> **阅读材料**
___

POJ 2082(最大连续矩形面积)

Terrible Sets

Description

Let N be the set of all natural numbers {0 , 1 , 2 , . . . }, and R be the set of all real numbers. wi, hi for i = 1 . . . n are some elements in N, and w0 = 0.
Define set B = {< x, y > | x, y ∈ R and there exists an index i > 0 such that 0 <= y <= hi ,∑_0<=j<=i-1wj <= x <= ∑_0<=j<=iwj}
Again, define set S = {A| A = WH for some W , H ∈ R⁺ and there exists x0, y0 in N such that the set T = { < x , y > | x, y ∈ R and x0 <= x <= x0 +W and y0 <= y <= y0 + H} is contained in set B}.
Your mission now. What is Max(S)?
Wow, it looks like a terrible problem. Problems that appear to be terrible are sometimes actually easy.
But for this one, believe me, it's difficult.

Input

The input consists of several test cases. For each case, n is given in a single line, and then followed by n lines, each containing wi and hi separated by a single space. The last line of the input is an single integer -1, indicating the end of input. You may assume that 1 <= n <= 50000 and w₁h₁+w₂h₂+...+w_nh_n < 10⁹.

Output

Simply output Max(S) in a single line for each case.

Sample Input

3
1 2
3 4
1 2
3
3 4
1 2
3 4
-1

Sample Output

12
14测试用例的情况

解题分析：

//想骂人，简单的题意说的那么高深，特别是最后一句，估计管理员要阴笑啦
//大致题意：给定连续的矩形的宽和长，求出最大的连续矩形的面积
/*
维护一个栈中元素高度单调递增的栈，初始化栈中第一个元素高度宽度均为0，
然后每次读入一个矩形，若它比栈顶元素还高就直接进栈，
否则不断将栈中元素弹栈，直到当前栈顶元素能够与读入的矩形满足高度递增。
弹栈过程中累加弹出的元素的宽度，然后每弹出一个就判断当前弹出元素的高度×
累加的宽度能否更新最大面积ans。然后以新的矩形作高，
已经弹出栈的元素总宽度加上新矩形宽度作宽，把这个矩形插入到栈里。
最终栈肯定是一个单调的，只需要再把栈一个个弹空，弹栈过程中仍像上面那样计算即可。
*/
#include <iostream>
#include <cstring>
#include <stack>
using namespace std;
typedef struct Node
{
    int w,h;
}Node;
int main()
{
    int i,j,k,T;
    stack <Node > s;
    while(cin>>T,~T)
    {
        int max_area = 0;
        int total_w,cur_area;
        Node *rect = new Node[T+2];
        for(i=0;i<T;i++)
        {
            cin>>rect[i].w>>rect[i].h;
            if(s.empty())

___

> **数据区**
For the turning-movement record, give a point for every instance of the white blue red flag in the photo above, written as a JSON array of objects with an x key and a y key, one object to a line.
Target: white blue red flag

___

> **练习题**
#1 列出 POJ 2082 题解的代码中用 #include 引入的所有头文件。
#2 请照抄 POJ 2082 题解中的一段，从“The input consists”开始，一直到“for each case.”为止。
#3 从 POJ 2082 题解停下的地方接着往下写。
上面的数据来自另一处来源。

> **参考答案**
#1 iostream、cstring、stack

#2
The input consists of several test cases. For each case, n is given in a single line, and then followed by n lines, each containing wi and hi separated by a single space. The last line of the input is an single integer -1, indicating the end of input. You may assume that 1 <= n <= 50000 and w₁h₁+w₂h₂+...+w_nh_n < 10⁹.

Output

Simply output Max(S) in a single line for each case.

#3
                s.push(rect[i]);
            else
            {
                total_w=cur_area=0;
                if(rect[i].h>=s.top().h)//此处是大于等于
                    s.push(rect[i]);
                else
                {
                    while(!s.empty())
                    {
                        if(rect[i].h<s.top().h)//此处只是小于
                        {
                            total_w += s.top().w;
                            if((cur_area=total_w*s.top().h)>max_area)
                                max_area = cur_area;
                            s.pop();
                        }
                        else
                            break;//跳出和继续下一次是不一样的
                    }
                    total_w += rect[i].w;
                    rect[i].w = total_w;
                    s.push(rect[i]);
                }
            }
        }
        total_w = cur_area = 0;
        while(!s.empty())
        {
            total_w += s.top().w;
            if((cur_area=total_w*s.top().h)>max_area)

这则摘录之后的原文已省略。